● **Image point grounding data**
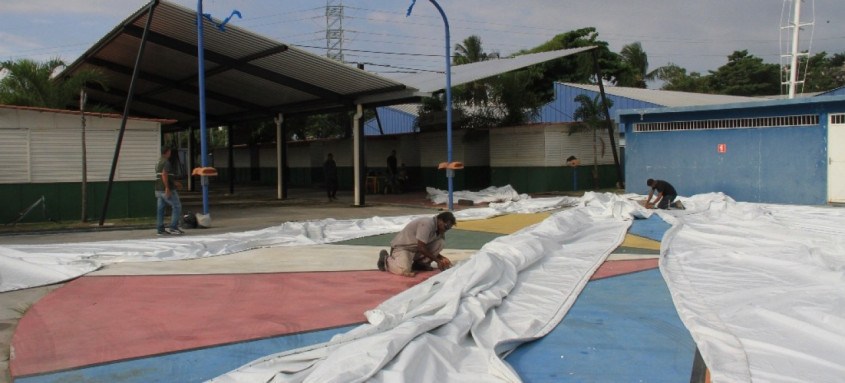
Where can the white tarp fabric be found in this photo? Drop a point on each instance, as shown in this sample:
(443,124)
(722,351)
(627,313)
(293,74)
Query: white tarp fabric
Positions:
(490,194)
(24,266)
(457,325)
(760,287)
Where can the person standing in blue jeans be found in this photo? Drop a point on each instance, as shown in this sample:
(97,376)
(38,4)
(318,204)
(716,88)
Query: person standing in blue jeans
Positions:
(166,194)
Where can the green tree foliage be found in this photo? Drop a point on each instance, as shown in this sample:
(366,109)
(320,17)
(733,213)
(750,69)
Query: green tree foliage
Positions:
(576,68)
(746,75)
(592,114)
(635,72)
(471,51)
(326,125)
(29,83)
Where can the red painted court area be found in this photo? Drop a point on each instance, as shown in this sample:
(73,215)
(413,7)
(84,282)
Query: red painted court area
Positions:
(615,268)
(95,320)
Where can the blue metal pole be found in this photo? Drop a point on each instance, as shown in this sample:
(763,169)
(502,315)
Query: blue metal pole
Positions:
(201,75)
(450,173)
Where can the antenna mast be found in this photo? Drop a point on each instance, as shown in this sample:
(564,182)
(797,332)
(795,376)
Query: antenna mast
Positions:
(334,29)
(793,27)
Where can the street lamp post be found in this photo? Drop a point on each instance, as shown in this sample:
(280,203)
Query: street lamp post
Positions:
(203,133)
(450,173)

● **Work request**
Find the string "instance" in the entries above and return each line that holds it.

● **Finished exercise**
Where can the white tarp fabric be found in this photo? Drop a point on each instance, as shown in this sample:
Where can the person standing in blue jeans be found in this photo? Drop a point on each instance, as shown in this sample:
Where can the green tree foliage be found in this photo? Drop a point on each instance, as shown in this sample:
Where can the red painted court area be found in this photo? Drop a point on each instance, as shown in this sample:
Where can the blue metal pole be found in this photo? Drop a point on each instance, as shown in this sample:
Where can the antenna mast be found in this photo? Drop a point on each instance, as shown in this sample:
Where can the street lamp post be found in this photo? Drop a point on each instance, as shown in this sample:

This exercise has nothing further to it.